> [課題の目的 1]
この本文抜粋を読んで、次の質問に答えてください。
(a) 本作は2021年のKOREA GAME AWARDSで何の賞を受賞しましたか。
(b) カン・キモはどんな会社で、どんな仕事をしていますか。
(c) パク・チャンホ氏は、もともとどの役をやりたいと思っていましたか。

> [本文抜粋]
──────
途中、アーティストであるKALSENの加入[1]やクラウドファンディングでの資金集めを経て、2021年に本作をリリース。同年のKOREA GAME AWARDSでベストインディーゲーム賞を受賞している。
タイトルの『母胎ソロ』とは生まれてから一度も恋愛経験がないことを意味する。主人公であるカン・キモもそのひとりだ。本作ではキモがソゲティン(知人の紹介で男女が会うこと)する様子が描かれる。
キモの行動は奇妙かつコミカルで、プレイしていてつい笑ってしまう部分が多い。その裏には俳優の丁寧な役作りや細部までこだわった設定が垣間見えた。一方で「モテないことを笑う」といった今日では時代錯誤とも感じる風潮を本作がどう描いたのかにも触れていきたい。
この記事では『母胎ソロ』のあらすじ、登場人物を紹介した後、ゲーム内容をレビューしていく。
- コミカルな作品が好きな人
このゲームは恋愛を楽しむゲームではなくて、あくまでも恋愛に至る以前のデートの部分までを体験するゲームであることに注意してほしいわね。
『母胎ソロ』あらすじ
カン・キモは30歳を目前にして、ソゲティンを繰り返していた。
連敗続きのキモは友人・セチと酒を酌み交わし、次の女の子を紹介してもらうことになる。
後日、カフェで待つキモの前に現れたのはユミだった。
『母胎ソロ』登場人物
カン・キモ
29歳、IT企業でシステムエンジニアとして働いている。
友人たちには母胎ソロであることをからかわれており、早く恋人を作らねばと焦っている。
キム・ユミ
就職活動に苦戦している。
気分転換にキモとのソゲティンにやってきた。
『母胎ソロ』レビュー
絶妙にウザいキモと懐が深いユミ、役者の演技が光る
『母胎ソロ』で一番印象に残ったのはキャラクターだ。
主人公のキモは一見すると清潔感があって、それほどモテない人物には見えないが、いざ話し始めるととにかくウザい。どうしようもないボケを披露して自ら笑ったり、真剣に話しているのに他の女性を目で追ったり、初対面で元カレと別れた理由を聞いたりとイライラさせるワザは名人級である。
これじゃモテないよ……。
キモの個性的なキャラクターはシナリオや演出だけではなく、キモを演じたパク・チャンホ氏の役作りが大きい。
収録されているインタビューや台本の読み合わせ映像を観るとチャンホ氏のキモというキャラクターへの向き合い方が分かる。キモの振る舞いから「キャラメルマキアート」の言い方に至るまでキャラクターの細部にまでこだわって役作りをしていた。その結果として、記憶に焼き付いてしまうほどウザい、カン・キモが生まれたのだ。
チャンホ氏は当初、キモの親友・セチ役を希望していたとコメンタリー映像で明かされているが、本作を何度もプレイした今、キモ役はチャンホ氏以外ではまったくイメージできない。まさにハマり役だった。
一方で相手役となるユミは落ち着いた性格で、キモの行動に戸惑いつつも大人な対応をする。カフェで支払いができなかったときも少し引き気味ではあるが、気遣って代わりに支払いするなどの配慮も見せていた。
──────
> [課題の目的 2] 下の記録から、「roof」という語を含む行をすべて書き出して報告してください。

> [提供された記録]
──────
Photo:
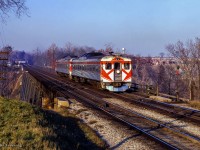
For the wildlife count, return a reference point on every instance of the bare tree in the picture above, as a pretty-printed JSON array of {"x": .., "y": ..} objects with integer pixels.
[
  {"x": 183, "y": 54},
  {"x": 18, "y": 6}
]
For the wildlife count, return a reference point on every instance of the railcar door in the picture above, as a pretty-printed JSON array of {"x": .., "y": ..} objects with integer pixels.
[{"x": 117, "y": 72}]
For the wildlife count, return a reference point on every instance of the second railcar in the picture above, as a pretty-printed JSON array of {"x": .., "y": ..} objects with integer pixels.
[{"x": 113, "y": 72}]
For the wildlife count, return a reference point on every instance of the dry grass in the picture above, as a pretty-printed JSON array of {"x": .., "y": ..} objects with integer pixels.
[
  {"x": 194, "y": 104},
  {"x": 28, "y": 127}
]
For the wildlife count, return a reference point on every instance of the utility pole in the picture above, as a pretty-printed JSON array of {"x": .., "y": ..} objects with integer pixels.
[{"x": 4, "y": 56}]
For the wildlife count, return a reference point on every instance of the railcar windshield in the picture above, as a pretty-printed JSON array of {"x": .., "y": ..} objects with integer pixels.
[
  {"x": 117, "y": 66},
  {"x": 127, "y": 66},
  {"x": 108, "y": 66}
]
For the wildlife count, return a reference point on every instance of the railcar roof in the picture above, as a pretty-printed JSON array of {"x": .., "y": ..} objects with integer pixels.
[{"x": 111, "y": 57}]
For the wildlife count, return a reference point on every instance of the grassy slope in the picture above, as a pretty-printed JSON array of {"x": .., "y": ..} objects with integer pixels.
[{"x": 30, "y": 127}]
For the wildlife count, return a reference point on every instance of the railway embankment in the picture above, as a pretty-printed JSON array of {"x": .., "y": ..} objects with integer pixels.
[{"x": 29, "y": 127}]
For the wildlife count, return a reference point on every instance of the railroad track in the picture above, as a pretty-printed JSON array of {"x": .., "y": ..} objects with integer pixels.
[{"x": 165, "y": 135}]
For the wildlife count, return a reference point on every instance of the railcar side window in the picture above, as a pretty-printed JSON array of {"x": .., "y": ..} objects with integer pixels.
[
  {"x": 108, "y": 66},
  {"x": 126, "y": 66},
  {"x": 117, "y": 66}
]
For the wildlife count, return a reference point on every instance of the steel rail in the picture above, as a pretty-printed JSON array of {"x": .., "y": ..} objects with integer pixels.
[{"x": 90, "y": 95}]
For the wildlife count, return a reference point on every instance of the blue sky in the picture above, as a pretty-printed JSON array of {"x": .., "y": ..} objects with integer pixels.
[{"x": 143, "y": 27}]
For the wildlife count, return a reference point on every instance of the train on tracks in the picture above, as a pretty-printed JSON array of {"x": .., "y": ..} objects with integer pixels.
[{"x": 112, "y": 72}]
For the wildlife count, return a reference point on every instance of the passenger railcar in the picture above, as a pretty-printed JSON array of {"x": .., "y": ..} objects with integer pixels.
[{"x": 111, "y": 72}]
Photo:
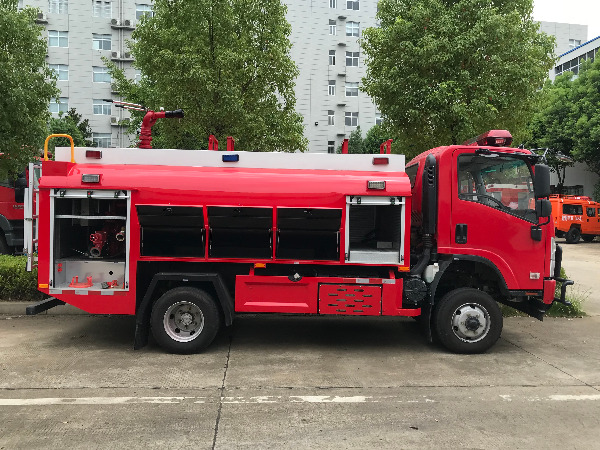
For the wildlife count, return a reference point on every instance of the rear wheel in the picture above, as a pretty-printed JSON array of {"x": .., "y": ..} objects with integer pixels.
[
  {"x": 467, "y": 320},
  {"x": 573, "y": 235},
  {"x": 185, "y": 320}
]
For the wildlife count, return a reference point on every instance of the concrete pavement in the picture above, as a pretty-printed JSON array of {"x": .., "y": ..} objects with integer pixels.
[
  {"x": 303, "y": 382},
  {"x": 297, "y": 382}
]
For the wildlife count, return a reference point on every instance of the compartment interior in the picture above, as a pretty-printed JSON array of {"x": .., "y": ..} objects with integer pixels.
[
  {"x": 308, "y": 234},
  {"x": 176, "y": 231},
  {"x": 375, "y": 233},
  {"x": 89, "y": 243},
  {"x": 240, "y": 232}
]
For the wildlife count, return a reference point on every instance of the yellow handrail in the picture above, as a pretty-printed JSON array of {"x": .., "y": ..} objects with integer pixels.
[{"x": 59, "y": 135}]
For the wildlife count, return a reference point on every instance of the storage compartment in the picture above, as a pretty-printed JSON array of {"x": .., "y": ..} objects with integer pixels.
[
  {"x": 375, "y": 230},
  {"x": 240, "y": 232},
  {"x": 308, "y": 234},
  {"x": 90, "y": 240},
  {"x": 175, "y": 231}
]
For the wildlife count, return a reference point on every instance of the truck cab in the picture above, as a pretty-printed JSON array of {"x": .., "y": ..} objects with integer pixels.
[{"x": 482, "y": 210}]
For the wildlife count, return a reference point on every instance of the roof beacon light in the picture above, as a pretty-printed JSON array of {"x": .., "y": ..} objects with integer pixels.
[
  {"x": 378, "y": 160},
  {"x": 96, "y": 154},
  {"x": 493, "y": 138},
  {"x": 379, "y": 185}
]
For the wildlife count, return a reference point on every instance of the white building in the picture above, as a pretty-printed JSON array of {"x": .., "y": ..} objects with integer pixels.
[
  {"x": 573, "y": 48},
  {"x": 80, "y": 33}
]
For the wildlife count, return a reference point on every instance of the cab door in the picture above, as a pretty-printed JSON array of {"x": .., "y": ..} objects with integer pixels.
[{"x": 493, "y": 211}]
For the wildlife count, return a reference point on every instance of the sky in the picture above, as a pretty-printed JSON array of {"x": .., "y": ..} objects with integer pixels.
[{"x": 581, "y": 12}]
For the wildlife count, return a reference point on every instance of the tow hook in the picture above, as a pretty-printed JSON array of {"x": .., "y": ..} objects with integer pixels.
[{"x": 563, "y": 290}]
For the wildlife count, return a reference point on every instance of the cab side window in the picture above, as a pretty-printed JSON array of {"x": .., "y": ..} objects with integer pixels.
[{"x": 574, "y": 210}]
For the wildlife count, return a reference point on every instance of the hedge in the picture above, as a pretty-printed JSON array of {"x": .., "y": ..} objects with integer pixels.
──────
> [回答全文 1]
(a) ベストインディーゲーム賞
(b) IT企業でシステムエンジニアとして働いています。
(c) キモの親友・セチの役

> [回答全文 2]
For the wildlife count, return a reference point on every instance of the railcar roof in the picture above, as a pretty-printed JSON array of {"x": .., "y": ..} objects with integer pixels.
For the wildlife count, return a reference point on every instance of the roof beacon light in the picture above, as a pretty-printed JSON array of {"x": .., "y": ..} objects with integer pixels.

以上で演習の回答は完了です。